-- BEGIN --

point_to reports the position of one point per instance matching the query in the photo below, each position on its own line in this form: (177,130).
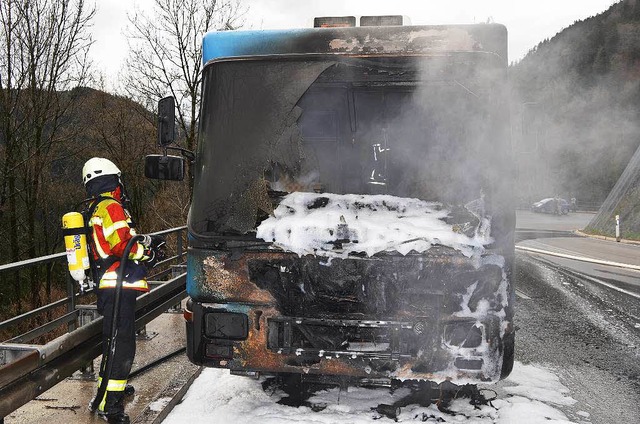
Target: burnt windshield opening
(413,128)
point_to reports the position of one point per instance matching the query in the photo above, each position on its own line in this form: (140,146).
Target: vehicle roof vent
(334,21)
(388,20)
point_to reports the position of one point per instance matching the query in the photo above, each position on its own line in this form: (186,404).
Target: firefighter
(111,229)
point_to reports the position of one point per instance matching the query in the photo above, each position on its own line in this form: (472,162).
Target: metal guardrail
(27,370)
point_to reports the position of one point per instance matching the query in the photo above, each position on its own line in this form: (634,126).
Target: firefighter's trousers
(125,345)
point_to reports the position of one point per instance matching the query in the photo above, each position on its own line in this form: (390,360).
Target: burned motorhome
(352,211)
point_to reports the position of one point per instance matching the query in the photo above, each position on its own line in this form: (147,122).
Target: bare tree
(166,53)
(43,54)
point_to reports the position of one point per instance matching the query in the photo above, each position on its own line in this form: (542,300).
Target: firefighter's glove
(152,241)
(155,250)
(153,256)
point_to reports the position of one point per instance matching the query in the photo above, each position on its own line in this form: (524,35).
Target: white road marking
(579,258)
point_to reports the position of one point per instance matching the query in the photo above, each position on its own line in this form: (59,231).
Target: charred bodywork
(436,316)
(352,210)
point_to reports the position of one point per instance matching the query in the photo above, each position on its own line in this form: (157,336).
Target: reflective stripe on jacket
(111,225)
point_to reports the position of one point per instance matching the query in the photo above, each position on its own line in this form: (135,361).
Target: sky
(528,22)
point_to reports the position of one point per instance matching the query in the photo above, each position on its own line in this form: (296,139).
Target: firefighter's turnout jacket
(112,229)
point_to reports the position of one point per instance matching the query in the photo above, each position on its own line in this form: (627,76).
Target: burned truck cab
(352,212)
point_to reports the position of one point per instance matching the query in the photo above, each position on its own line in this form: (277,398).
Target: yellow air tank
(75,242)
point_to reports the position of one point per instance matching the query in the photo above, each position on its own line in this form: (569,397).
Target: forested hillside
(45,171)
(576,104)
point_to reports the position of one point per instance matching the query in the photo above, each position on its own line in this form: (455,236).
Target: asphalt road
(580,318)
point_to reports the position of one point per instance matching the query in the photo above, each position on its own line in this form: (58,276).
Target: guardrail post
(71,305)
(179,243)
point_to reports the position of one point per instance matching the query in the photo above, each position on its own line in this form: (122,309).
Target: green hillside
(576,104)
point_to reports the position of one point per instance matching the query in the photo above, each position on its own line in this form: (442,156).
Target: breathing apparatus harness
(77,232)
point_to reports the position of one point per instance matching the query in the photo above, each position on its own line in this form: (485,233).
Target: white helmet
(96,167)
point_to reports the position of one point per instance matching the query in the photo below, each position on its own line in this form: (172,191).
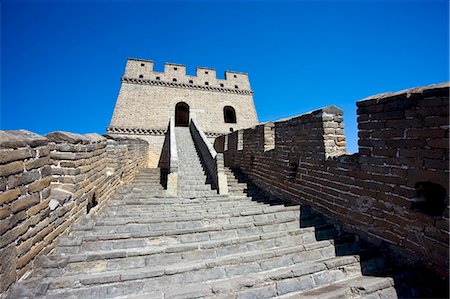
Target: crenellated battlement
(175,75)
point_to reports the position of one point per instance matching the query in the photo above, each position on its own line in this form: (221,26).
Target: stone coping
(23,138)
(407,92)
(185,85)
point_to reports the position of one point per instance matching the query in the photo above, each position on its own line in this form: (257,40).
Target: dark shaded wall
(394,192)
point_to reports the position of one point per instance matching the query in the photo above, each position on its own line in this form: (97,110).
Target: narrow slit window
(229,115)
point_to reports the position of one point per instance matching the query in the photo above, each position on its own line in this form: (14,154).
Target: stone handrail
(172,177)
(213,161)
(48,182)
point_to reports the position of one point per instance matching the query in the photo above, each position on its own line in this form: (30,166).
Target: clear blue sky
(61,61)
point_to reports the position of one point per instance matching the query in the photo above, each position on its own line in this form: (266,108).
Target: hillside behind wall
(403,157)
(46,183)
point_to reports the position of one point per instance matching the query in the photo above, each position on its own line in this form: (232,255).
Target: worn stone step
(198,211)
(267,257)
(354,287)
(197,277)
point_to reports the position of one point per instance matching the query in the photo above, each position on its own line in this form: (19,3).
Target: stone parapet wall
(48,182)
(394,192)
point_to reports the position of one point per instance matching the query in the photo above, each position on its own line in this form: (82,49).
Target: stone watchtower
(147,99)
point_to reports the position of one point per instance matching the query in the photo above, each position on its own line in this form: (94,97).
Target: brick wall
(47,182)
(389,192)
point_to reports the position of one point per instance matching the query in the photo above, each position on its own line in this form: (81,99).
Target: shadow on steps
(375,259)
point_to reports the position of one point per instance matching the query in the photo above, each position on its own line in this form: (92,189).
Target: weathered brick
(37,208)
(11,168)
(37,163)
(9,195)
(39,185)
(24,178)
(24,202)
(22,261)
(8,262)
(7,156)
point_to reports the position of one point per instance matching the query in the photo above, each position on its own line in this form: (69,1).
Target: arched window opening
(229,115)
(181,114)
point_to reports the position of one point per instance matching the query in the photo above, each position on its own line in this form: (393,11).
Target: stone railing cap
(94,137)
(20,138)
(60,137)
(318,112)
(407,92)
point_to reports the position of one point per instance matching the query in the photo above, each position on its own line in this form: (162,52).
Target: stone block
(8,261)
(20,138)
(269,291)
(11,168)
(8,155)
(39,185)
(10,195)
(37,163)
(23,179)
(61,137)
(24,202)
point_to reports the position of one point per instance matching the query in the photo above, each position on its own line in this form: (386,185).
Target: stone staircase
(140,245)
(146,244)
(193,181)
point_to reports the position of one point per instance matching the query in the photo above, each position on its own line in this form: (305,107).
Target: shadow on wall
(393,192)
(164,160)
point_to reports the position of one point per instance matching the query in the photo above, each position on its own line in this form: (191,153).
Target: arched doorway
(229,115)
(181,114)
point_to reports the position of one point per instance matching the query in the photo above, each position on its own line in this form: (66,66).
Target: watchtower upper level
(176,74)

-- END --

[Requirements] Reproduce, exactly and with nothing added, the lines from the one that includes "this form: (386,185)." through the last line of the material.

[The reply]
point_to reports the position of one point per instance matching the query in the photo above, each position on its own line in this form: (386,185).
Target: stone staircase
(140,245)
(146,244)
(193,181)
point_to reports the position of one point per instance matching the query in the photo above, each position on its own line in this form: (305,107).
Target: shadow on wall
(393,192)
(164,160)
point_to reports the position of one point per instance matching the query in the photo above, each position on its own line in this form: (191,153).
Target: arched doorway
(229,115)
(181,114)
point_to reports the position of one point per instance matching the query in the photo above, each position on its own line in this form: (66,66).
Target: watchtower upper level
(176,74)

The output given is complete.